What to do:
The word "shrub" occurs in some of the lines below; copy each of those lines.

Data shown:
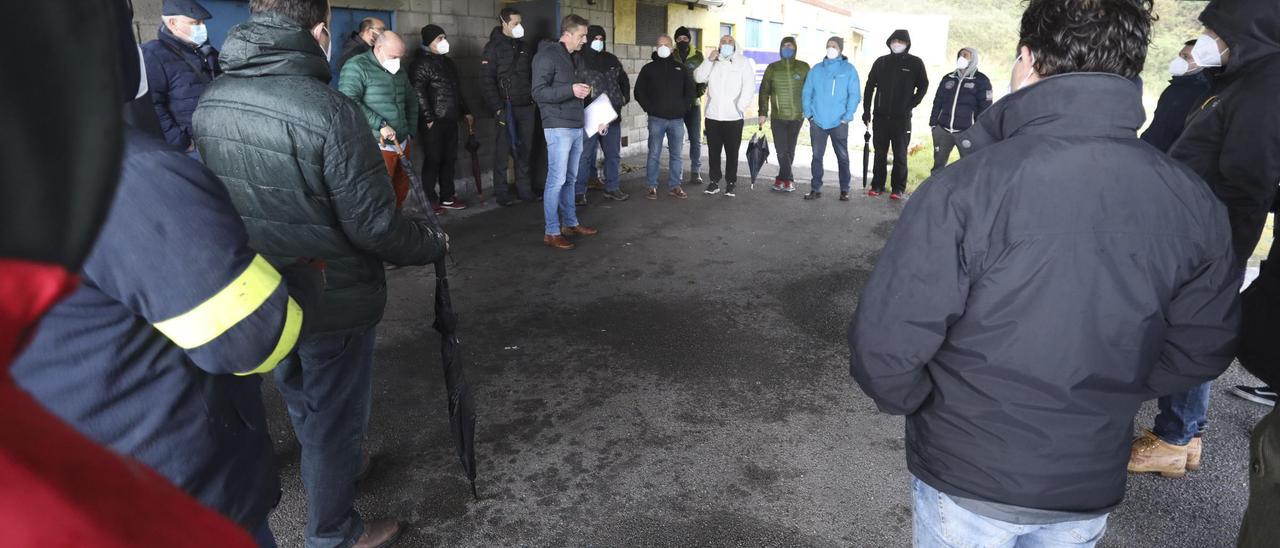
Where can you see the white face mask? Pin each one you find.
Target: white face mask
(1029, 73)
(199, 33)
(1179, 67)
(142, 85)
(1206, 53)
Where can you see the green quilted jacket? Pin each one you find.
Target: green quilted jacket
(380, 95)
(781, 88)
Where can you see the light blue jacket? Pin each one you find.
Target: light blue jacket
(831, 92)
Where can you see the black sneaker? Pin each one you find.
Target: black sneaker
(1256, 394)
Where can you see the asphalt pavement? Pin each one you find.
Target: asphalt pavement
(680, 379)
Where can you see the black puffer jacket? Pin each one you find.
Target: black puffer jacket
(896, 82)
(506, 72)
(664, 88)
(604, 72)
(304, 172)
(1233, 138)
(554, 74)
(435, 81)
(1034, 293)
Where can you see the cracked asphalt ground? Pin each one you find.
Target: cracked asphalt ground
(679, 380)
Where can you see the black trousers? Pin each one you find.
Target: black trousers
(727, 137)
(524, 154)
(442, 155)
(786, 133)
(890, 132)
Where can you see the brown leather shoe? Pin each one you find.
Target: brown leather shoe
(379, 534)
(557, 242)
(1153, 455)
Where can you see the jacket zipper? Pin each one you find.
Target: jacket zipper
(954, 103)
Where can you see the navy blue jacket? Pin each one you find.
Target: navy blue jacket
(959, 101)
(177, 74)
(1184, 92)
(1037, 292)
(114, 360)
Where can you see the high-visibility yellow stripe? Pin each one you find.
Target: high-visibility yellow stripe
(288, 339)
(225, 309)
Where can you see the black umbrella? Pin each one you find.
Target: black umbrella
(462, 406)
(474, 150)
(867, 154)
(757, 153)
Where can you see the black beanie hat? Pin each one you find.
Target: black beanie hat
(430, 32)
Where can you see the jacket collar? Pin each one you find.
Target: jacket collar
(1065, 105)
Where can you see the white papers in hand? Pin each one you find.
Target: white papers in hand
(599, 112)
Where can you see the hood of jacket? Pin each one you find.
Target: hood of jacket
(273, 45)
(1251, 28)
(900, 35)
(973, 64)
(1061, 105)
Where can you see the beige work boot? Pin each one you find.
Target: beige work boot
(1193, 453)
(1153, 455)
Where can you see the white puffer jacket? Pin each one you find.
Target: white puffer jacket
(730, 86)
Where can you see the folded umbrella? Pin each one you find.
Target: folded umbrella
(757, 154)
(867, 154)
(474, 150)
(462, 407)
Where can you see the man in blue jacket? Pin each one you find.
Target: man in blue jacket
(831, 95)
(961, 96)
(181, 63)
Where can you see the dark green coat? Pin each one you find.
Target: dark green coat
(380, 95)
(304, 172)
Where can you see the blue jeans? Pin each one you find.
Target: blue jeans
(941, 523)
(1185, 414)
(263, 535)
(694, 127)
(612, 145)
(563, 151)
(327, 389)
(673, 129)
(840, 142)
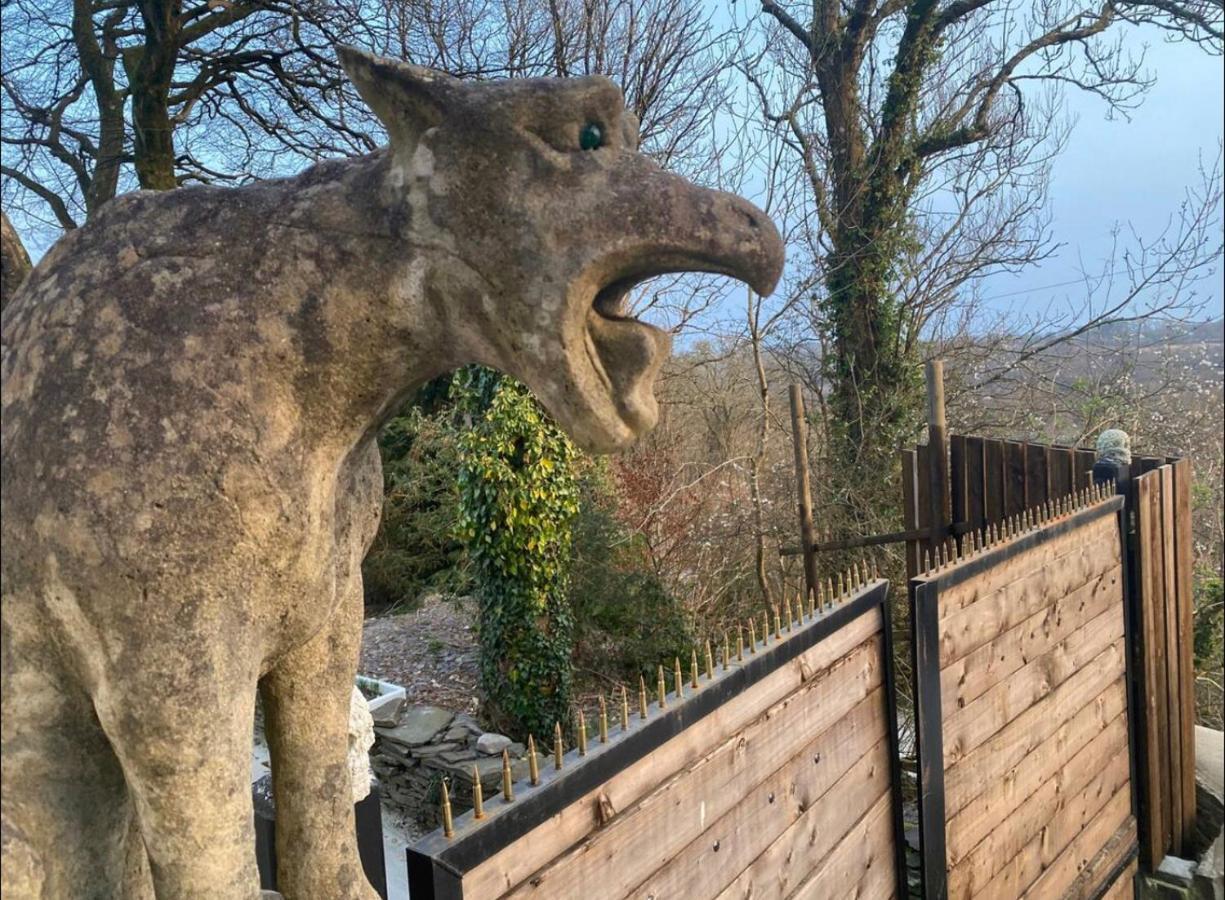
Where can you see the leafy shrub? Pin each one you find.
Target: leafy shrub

Exercise output:
Where can you see the leafy shrub? Pin each one you find.
Target: leafy shrub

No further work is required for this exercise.